*What to work on*.
#1 In the spectrum analysis text, what name is given to the mean of the covariance matrices of the action at a layer?
#2 Copy word for word the part of the spectrum analysis text from "# Spectrum Analysis" up to and including "Covariance Matrix (ACM)".

*Selection*.
##########

# Spectrum Analysis of the Action of the Weight Matrix on the Buffer
The goal is to assess the **action** of the weight matrix on the buffer at specific layer in the transformer. We define the action as $Y\equiv V^TX$, with $V$ the matrix of the right singular vectors of the SVD of the weight matrix. The procedure can be summarized as follows:
1. From a set of randomly generate prompts of vector tokens with i.i.d. entries we compute the mean of the covariance matrices of the action at a layer. We call this object Activation Covariance Matrix (ACM)
2. Eigendecomposition of the ACM gives the principal direction of the mean of the actions. It can be shown that these eigenvectors correspond exactly to the projection of the principal directions of the mean of the prompts on the space spanned by the right singular vectors of $W$.

##########

*Information given*.
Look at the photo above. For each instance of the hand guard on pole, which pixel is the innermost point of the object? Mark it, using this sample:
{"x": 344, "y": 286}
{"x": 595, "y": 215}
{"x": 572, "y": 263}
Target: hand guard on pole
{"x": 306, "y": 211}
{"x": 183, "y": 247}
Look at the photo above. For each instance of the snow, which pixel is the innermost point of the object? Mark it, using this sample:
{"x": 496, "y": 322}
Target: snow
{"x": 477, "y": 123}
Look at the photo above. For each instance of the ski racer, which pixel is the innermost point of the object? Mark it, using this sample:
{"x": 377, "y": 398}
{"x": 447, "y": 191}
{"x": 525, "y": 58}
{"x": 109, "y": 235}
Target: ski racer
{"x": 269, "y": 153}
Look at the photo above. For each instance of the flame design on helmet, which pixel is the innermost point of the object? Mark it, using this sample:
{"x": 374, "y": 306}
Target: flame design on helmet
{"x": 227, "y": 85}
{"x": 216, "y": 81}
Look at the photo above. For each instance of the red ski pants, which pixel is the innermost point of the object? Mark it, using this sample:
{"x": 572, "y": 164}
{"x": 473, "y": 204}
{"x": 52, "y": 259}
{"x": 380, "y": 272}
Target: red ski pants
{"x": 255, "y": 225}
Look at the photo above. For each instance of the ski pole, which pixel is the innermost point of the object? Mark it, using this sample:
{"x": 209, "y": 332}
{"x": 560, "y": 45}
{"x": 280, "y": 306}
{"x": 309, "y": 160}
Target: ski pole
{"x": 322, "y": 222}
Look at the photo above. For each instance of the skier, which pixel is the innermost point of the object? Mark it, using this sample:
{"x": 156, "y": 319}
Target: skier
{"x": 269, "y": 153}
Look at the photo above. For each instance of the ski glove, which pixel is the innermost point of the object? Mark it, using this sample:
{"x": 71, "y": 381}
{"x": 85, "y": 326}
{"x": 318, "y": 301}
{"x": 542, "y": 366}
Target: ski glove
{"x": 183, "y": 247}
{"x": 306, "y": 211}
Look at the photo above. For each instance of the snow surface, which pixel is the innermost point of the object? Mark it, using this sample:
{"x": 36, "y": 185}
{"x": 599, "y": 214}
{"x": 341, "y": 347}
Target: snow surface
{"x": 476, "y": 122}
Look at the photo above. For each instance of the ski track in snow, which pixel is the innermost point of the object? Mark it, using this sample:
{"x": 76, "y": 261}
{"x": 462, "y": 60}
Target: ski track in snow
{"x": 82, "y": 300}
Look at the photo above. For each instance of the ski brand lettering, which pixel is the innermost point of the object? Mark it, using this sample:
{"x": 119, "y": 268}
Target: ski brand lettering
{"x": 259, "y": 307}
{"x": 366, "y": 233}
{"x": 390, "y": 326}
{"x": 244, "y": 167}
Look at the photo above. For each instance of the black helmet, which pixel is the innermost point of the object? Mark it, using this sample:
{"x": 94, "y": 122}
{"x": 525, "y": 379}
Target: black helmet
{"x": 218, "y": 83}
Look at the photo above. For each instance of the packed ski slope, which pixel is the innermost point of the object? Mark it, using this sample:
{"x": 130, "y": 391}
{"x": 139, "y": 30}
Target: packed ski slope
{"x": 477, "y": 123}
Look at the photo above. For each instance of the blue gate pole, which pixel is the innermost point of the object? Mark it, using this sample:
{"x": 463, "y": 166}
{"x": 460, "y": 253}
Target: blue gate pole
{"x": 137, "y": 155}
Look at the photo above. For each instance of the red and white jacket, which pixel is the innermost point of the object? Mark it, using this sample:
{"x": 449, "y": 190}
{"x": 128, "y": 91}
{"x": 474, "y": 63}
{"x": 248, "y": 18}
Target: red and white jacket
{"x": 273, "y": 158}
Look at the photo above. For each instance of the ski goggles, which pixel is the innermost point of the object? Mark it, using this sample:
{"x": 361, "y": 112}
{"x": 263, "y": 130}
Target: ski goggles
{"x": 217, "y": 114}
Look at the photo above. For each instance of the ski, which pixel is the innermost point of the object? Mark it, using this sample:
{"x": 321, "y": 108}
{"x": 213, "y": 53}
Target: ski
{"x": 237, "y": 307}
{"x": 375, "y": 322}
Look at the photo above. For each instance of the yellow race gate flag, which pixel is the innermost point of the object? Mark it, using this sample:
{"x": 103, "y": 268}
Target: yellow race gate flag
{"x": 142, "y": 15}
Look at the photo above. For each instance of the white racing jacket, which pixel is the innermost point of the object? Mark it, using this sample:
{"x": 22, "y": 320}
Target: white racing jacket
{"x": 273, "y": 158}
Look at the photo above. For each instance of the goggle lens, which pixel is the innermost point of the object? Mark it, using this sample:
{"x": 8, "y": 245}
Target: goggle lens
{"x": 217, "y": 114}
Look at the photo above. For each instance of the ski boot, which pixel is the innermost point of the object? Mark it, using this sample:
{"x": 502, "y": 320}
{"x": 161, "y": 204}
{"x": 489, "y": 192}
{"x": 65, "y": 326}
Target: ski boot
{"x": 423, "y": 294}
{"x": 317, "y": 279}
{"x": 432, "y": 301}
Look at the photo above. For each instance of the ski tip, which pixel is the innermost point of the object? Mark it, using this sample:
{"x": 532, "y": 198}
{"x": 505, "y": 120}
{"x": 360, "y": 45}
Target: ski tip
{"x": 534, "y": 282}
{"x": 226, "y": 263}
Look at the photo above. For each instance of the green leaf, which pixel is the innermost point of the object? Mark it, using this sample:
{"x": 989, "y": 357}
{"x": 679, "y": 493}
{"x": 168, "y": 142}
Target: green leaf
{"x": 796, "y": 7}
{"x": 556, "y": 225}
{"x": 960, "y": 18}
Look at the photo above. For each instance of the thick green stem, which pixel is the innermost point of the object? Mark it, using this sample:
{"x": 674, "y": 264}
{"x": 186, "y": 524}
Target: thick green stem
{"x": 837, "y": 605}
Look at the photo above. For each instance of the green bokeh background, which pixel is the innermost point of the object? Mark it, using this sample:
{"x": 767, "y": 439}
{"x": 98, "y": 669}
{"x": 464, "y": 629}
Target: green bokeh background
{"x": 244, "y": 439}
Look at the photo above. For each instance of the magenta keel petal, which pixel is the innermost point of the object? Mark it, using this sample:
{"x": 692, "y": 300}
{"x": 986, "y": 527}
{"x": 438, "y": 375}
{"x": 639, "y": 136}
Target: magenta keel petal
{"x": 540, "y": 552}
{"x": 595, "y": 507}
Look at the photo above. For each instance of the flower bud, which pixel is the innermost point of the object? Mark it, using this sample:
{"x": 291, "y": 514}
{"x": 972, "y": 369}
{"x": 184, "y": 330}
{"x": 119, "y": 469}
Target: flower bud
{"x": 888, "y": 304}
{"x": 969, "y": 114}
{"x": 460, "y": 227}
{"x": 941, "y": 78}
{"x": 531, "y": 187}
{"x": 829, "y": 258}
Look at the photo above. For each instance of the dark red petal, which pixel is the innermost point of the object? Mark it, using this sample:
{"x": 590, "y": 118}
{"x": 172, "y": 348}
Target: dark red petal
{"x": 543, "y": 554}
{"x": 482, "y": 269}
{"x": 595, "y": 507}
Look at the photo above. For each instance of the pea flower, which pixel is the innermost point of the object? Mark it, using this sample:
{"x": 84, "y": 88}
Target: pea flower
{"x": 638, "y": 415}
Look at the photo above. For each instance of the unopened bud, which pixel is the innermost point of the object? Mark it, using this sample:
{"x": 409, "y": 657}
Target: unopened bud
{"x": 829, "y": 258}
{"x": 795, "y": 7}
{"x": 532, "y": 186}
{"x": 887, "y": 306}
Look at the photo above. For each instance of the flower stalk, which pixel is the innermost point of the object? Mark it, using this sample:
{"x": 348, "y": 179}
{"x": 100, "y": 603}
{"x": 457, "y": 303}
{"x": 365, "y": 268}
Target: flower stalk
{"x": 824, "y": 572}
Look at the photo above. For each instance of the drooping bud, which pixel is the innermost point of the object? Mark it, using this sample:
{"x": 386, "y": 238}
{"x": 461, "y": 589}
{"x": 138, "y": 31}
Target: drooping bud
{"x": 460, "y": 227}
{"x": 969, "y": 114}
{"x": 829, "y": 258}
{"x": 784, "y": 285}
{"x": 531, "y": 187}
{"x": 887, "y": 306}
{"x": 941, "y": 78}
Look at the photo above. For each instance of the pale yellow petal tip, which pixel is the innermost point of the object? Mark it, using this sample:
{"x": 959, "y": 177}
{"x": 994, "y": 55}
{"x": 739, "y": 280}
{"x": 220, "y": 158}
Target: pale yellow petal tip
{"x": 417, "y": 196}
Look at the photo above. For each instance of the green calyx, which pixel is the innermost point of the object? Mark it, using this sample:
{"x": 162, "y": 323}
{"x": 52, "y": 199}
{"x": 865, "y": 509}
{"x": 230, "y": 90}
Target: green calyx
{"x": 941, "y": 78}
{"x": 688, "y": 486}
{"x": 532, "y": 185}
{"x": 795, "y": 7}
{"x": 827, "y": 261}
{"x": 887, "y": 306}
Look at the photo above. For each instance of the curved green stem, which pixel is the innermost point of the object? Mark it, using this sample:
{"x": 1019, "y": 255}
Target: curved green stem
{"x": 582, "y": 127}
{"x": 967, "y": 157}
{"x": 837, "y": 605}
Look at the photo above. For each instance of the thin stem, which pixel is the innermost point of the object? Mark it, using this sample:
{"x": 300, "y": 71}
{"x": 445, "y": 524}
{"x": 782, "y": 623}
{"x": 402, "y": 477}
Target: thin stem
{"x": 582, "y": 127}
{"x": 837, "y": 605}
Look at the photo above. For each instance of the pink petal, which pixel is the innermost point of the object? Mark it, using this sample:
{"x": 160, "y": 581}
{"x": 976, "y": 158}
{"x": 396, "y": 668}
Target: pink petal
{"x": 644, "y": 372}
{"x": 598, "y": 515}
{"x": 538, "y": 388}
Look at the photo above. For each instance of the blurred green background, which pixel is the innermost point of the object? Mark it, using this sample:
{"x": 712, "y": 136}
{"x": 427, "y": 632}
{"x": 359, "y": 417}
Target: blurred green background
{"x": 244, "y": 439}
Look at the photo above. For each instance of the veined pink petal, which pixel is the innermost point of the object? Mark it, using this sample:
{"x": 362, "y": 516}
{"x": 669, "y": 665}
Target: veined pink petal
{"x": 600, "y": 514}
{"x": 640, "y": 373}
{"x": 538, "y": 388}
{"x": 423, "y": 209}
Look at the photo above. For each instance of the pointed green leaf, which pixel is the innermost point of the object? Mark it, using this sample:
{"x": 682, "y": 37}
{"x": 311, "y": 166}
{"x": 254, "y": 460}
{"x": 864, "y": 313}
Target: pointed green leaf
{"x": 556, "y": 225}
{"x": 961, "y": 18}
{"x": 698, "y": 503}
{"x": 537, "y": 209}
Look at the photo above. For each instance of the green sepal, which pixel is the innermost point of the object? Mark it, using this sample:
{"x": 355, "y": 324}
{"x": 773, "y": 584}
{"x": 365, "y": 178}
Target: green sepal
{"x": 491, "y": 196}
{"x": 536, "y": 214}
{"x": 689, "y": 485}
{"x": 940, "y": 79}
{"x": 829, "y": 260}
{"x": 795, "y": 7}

##########

*The answers*.
#1 Activation Covariance Matrix (ACM)

#2
# Spectrum Analysis of the Action of the Weight Matrix on the Buffer
The goal is to assess the **action** of the weight matrix on the buffer at specific layer in the transformer. We define the action as $Y\equiv V^TX$, with $V$ the matrix of the right singular vectors of the SVD of the weight matrix. The procedure can be summarized as follows:
1. From a set of randomly generate prompts of vector tokens with i.i.d. entries we compute the mean of the covariance matrices of the action at a layer. We call this object Activation Covariance Matrix (ACM)